> **PROBLEM TO SOLVE**
Scan the records below for the line containing "positive clicks: (465, 72)" and the line containing "negative clicks: (9, 142)". Copy both, plus every line between, exactly.
(RECORD SET)
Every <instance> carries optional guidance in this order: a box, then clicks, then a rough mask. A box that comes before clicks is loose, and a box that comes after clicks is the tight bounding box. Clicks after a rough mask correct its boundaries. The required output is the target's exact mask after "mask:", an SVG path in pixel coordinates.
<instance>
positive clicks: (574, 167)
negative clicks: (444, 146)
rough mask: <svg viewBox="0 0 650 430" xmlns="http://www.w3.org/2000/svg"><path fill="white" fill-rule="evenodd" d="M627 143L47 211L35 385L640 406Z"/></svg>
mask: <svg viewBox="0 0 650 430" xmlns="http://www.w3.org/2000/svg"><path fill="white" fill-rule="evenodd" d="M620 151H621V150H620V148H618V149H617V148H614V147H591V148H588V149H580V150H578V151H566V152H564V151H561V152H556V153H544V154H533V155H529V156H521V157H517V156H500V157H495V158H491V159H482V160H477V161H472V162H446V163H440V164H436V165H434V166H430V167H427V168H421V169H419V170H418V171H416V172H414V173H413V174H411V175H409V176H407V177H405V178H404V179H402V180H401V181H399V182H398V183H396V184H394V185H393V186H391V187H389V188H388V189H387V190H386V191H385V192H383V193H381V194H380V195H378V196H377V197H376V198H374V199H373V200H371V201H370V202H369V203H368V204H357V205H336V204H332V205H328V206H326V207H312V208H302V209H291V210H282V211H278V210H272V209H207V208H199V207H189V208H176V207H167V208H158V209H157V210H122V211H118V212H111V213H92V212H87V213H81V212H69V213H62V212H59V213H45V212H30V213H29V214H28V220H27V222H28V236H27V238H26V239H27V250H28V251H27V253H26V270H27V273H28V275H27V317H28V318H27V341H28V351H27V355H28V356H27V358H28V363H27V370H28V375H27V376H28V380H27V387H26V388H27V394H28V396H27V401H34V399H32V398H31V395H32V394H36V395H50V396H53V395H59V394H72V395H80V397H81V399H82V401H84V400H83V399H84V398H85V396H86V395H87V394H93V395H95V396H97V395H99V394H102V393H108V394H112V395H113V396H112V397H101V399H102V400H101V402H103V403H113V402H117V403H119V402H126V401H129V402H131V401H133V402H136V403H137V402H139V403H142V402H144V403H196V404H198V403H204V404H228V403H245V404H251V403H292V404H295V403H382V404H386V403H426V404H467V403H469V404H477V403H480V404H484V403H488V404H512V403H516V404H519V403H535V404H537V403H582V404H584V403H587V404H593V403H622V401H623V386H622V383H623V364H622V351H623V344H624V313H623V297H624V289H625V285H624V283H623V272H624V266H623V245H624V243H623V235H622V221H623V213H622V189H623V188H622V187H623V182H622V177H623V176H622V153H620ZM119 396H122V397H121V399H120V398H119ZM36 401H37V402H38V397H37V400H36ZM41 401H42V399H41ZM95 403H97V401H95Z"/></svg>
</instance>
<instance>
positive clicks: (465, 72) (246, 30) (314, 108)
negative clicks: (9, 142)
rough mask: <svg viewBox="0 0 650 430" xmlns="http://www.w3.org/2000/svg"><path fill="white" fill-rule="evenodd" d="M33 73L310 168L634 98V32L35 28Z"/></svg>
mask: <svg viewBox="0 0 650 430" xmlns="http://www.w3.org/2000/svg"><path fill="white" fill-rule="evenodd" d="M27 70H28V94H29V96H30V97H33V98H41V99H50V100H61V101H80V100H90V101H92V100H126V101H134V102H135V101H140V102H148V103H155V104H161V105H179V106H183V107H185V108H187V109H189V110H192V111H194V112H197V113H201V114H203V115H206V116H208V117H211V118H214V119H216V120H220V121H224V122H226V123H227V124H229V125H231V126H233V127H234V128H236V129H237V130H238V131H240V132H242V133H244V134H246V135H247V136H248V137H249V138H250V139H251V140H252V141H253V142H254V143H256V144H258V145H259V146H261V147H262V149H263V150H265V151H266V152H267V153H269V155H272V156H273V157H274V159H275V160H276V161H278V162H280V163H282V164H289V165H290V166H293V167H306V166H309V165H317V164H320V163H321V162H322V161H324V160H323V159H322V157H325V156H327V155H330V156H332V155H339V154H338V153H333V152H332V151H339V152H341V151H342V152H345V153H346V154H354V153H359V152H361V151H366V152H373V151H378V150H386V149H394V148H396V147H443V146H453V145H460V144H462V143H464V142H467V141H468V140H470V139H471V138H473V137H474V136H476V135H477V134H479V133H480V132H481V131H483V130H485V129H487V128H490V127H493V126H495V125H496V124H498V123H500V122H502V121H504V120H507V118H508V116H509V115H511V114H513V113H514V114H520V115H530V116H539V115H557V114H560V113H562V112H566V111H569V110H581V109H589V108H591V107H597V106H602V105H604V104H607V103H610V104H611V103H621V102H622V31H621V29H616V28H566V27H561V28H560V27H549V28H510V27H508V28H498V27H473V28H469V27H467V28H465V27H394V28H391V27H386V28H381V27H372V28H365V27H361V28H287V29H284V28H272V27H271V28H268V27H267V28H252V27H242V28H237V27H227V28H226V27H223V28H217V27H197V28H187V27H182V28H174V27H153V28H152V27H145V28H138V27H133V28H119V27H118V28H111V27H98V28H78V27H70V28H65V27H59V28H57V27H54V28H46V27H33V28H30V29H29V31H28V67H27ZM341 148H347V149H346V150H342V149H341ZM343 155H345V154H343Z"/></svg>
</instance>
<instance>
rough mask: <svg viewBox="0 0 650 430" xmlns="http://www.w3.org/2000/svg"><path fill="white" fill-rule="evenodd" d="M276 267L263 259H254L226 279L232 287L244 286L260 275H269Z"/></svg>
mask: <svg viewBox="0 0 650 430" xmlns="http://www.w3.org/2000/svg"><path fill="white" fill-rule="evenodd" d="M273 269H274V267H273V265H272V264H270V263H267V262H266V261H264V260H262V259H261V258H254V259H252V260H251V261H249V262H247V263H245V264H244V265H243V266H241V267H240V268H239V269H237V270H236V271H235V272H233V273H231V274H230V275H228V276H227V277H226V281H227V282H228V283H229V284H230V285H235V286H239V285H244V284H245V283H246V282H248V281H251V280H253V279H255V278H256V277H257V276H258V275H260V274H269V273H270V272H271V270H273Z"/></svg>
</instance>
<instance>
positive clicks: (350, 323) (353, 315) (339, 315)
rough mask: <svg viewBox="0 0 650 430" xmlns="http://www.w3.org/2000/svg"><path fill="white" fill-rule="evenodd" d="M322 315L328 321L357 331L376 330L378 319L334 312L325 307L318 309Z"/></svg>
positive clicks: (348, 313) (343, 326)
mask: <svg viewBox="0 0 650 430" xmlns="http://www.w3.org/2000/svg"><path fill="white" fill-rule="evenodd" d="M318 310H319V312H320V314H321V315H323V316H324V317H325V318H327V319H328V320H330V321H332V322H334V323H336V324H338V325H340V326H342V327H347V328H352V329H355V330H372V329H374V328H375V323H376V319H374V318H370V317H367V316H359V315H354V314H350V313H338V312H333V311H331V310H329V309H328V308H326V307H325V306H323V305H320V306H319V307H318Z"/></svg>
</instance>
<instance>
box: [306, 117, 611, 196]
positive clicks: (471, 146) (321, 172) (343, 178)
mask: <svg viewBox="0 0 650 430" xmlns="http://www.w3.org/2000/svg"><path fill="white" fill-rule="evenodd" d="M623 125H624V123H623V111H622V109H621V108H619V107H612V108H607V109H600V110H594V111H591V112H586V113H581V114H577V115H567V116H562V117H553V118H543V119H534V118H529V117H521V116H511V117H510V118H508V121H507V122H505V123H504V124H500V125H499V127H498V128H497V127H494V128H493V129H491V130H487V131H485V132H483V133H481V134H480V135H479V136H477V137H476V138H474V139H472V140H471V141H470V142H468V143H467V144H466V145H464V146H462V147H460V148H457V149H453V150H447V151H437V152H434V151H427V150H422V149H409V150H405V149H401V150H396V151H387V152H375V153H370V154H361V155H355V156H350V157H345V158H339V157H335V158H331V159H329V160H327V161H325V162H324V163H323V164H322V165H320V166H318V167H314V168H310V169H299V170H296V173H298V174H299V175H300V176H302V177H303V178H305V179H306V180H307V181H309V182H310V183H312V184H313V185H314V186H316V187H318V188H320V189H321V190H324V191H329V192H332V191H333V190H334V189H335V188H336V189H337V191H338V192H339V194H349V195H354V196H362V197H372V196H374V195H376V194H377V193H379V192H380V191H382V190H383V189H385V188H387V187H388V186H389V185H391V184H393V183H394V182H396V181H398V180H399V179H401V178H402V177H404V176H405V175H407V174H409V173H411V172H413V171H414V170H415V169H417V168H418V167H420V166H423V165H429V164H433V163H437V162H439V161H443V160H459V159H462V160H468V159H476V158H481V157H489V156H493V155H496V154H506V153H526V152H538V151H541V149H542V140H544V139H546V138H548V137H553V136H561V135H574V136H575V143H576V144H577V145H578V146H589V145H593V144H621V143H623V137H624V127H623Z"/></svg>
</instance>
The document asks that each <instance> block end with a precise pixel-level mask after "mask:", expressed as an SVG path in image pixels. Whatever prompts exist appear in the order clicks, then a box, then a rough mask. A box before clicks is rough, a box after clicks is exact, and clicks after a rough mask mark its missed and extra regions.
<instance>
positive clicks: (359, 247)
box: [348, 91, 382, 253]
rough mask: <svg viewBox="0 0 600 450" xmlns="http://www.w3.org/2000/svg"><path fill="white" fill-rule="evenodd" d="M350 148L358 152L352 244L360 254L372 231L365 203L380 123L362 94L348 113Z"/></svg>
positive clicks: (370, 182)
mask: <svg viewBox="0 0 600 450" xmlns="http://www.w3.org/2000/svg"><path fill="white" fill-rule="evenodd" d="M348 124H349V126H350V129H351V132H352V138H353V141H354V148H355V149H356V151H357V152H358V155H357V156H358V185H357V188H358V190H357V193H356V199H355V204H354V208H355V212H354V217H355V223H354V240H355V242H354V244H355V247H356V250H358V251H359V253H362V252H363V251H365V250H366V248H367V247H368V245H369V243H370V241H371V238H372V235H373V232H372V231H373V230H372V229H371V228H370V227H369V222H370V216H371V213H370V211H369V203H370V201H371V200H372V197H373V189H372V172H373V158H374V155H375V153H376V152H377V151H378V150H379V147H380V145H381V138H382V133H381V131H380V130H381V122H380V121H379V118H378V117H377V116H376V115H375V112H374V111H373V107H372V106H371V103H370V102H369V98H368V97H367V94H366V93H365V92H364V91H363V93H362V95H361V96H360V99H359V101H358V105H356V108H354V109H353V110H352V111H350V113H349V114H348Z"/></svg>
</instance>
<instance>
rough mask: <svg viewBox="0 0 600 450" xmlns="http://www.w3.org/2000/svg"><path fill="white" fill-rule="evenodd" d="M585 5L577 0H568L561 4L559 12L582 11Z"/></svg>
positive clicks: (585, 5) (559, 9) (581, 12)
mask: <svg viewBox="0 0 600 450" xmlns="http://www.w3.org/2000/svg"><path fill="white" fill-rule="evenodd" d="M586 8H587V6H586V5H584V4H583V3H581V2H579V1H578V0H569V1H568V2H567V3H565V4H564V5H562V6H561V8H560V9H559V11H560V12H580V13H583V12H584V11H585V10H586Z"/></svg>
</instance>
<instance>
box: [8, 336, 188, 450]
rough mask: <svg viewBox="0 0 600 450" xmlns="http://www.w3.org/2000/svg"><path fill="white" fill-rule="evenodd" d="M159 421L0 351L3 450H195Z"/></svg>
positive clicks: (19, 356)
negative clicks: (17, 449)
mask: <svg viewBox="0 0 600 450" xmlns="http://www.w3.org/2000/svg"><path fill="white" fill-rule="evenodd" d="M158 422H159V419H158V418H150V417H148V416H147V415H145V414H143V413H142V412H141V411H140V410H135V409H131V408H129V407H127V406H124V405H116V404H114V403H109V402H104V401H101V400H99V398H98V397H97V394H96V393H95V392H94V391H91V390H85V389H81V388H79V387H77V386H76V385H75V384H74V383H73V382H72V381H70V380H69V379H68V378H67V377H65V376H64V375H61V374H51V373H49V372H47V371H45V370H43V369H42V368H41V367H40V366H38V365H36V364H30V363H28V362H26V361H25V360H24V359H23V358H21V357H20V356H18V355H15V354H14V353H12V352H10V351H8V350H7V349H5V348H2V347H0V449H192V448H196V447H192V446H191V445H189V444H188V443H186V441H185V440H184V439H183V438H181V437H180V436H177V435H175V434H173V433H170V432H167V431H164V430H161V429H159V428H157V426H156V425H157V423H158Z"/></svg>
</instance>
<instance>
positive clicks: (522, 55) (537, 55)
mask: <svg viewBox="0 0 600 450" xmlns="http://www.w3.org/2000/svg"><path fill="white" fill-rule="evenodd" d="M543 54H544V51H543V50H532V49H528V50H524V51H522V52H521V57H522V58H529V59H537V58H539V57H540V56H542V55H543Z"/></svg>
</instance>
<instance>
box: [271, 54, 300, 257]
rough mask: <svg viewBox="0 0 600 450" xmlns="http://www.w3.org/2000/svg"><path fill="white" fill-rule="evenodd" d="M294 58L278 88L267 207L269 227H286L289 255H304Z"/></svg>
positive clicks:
(End RECORD SET)
> **ANSWER SPACE**
positive clicks: (465, 72) (246, 30) (314, 108)
negative clicks: (9, 142)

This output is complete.